◆ **Given text**:
Last spring, I taught a course at a local Catholic college. The school’s required curriculum includes a series of interdisciplinary courses on Catholic Social Teaching, which are meant to help students formulate a synthetic vision of reality in light of the Church’s understanding of civic and social engagement. The premise of my class was fairly straightforward: Catholic Social Teaching is the fruit of an argument (embodied in the tradition of Christian life, culture, and theology) that addresses realities (God, creation, the moral life, Christ, salvation, and the last things) that are necessary and urgent for all men.

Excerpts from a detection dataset
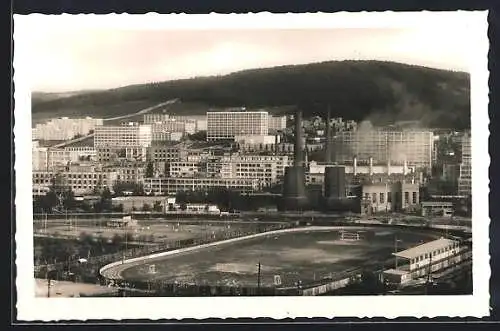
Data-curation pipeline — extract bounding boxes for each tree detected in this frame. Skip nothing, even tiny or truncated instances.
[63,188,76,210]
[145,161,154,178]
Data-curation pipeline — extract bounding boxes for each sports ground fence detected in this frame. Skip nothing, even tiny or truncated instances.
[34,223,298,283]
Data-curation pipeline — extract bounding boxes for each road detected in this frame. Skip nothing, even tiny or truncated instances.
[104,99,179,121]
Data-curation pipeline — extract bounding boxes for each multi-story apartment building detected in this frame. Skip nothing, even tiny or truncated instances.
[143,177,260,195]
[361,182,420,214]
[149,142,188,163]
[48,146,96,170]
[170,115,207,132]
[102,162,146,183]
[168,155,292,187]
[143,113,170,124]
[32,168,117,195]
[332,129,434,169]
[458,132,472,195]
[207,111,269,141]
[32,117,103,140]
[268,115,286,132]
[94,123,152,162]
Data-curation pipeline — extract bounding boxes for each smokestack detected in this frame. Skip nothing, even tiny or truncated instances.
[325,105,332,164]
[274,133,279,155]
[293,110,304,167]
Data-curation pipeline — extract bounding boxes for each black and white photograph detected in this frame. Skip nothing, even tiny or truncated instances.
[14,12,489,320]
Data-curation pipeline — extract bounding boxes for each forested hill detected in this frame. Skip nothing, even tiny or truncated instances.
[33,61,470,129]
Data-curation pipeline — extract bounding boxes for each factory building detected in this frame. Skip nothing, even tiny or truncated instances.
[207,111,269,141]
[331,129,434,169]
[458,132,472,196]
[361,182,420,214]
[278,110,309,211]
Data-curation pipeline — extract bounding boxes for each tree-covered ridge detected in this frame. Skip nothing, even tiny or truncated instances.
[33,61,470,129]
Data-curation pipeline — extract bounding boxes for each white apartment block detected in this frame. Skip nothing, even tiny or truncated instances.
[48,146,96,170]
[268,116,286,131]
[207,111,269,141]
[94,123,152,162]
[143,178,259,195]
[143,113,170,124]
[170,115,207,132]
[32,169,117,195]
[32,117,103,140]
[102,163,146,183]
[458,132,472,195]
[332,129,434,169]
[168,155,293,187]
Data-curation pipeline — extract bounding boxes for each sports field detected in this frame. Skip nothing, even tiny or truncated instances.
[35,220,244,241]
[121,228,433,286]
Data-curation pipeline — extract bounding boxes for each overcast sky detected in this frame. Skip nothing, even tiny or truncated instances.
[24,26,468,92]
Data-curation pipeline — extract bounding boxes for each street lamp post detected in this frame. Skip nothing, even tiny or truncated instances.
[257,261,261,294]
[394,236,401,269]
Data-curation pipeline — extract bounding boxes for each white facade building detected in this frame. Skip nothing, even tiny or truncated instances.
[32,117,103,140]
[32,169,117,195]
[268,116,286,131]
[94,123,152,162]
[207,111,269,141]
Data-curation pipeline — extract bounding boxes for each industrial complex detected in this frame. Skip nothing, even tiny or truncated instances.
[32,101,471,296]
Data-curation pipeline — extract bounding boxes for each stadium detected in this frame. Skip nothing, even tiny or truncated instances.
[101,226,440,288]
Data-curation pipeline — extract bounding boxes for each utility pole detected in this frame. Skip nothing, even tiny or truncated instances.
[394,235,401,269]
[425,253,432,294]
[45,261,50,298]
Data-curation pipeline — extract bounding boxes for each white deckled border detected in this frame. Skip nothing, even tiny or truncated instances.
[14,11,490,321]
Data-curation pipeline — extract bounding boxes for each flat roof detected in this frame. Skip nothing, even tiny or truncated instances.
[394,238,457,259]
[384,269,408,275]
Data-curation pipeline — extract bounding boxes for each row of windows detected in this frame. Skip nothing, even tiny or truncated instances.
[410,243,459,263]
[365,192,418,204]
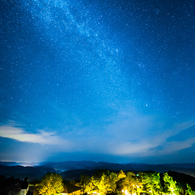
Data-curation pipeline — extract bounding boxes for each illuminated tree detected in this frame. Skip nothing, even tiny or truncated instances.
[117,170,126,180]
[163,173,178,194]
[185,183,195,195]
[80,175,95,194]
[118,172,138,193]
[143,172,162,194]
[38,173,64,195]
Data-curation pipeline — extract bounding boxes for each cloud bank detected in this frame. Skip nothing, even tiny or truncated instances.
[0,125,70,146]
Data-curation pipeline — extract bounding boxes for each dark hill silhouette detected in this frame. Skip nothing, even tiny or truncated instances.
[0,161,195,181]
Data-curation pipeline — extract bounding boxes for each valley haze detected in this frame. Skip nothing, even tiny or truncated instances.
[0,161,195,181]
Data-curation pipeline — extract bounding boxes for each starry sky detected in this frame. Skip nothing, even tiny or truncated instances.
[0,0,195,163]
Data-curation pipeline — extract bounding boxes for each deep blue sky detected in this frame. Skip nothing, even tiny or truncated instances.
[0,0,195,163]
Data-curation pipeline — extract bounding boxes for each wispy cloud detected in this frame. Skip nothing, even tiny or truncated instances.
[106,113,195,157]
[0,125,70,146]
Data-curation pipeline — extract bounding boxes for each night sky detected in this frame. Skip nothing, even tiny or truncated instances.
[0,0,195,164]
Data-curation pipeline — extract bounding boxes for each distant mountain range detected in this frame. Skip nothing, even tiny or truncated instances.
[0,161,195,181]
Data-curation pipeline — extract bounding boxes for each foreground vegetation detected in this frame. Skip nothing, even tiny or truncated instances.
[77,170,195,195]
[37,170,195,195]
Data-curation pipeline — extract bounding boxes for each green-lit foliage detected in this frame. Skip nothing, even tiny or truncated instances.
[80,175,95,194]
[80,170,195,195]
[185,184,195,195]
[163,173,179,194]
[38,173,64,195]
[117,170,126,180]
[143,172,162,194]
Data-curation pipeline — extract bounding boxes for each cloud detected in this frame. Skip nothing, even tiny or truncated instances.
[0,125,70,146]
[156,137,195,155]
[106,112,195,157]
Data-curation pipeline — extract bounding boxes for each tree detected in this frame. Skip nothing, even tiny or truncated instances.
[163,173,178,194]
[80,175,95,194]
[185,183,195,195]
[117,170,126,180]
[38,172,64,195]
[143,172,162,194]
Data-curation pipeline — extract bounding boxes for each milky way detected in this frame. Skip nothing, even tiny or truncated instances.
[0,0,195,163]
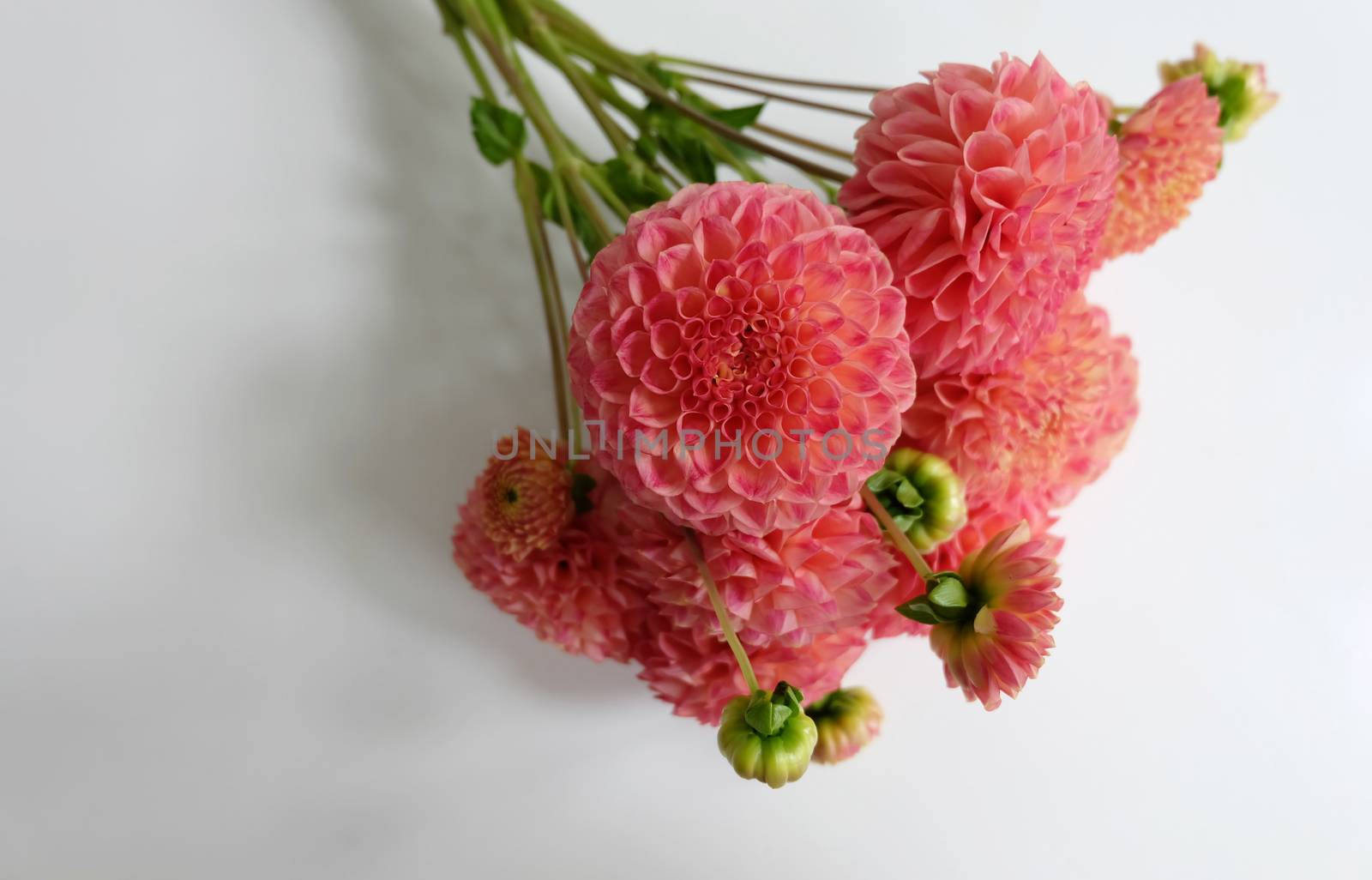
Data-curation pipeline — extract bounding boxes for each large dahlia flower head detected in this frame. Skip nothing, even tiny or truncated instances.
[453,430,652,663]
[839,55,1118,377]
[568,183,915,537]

◆ **Requirement A**: According to the passage about the Catholic Social Teaching course, what does the college's required curriculum include?
◆ **Requirement B**: Carry on the passage about the Catholic Social Teaching course, beginning after its final sentence.
The material above was taken from a separate source and is unrelated to the text.

◆ **Result A**: A series of interdisciplinary courses on Catholic Social Teaching.

◆ **Result B**:
In a spirit of conservative sobriety, I argued that tradition represents a kind of incarnate rationality. Against the revolutionary spirit, I echoed Chesterton: when you come to a fence in a deserted place, it is best to inquire what it’s keeping in or what it’s keeping out before tearing it down. And, as Chesterton argued further, Christianity merits this kind of scrutiny, for it has not been tried and found wanting so much as it has been found difficult and left untried. So, over the course of a semester, we conducted a whirlwind tour of Catholic history, culture, and theology, delving into the arguments of Catholic Social Teaching. The class—which contained young men and women from a variety of religious traditions on a spectrum from close adherence to no adherence—found (what they thought to be) outmoded and obscurantist teachings to be better founded than they had previously imagined.

Along the way, I expected to encounter vehement opposition, but there was very little. When there was opposition, it came at a juncture I had not expected.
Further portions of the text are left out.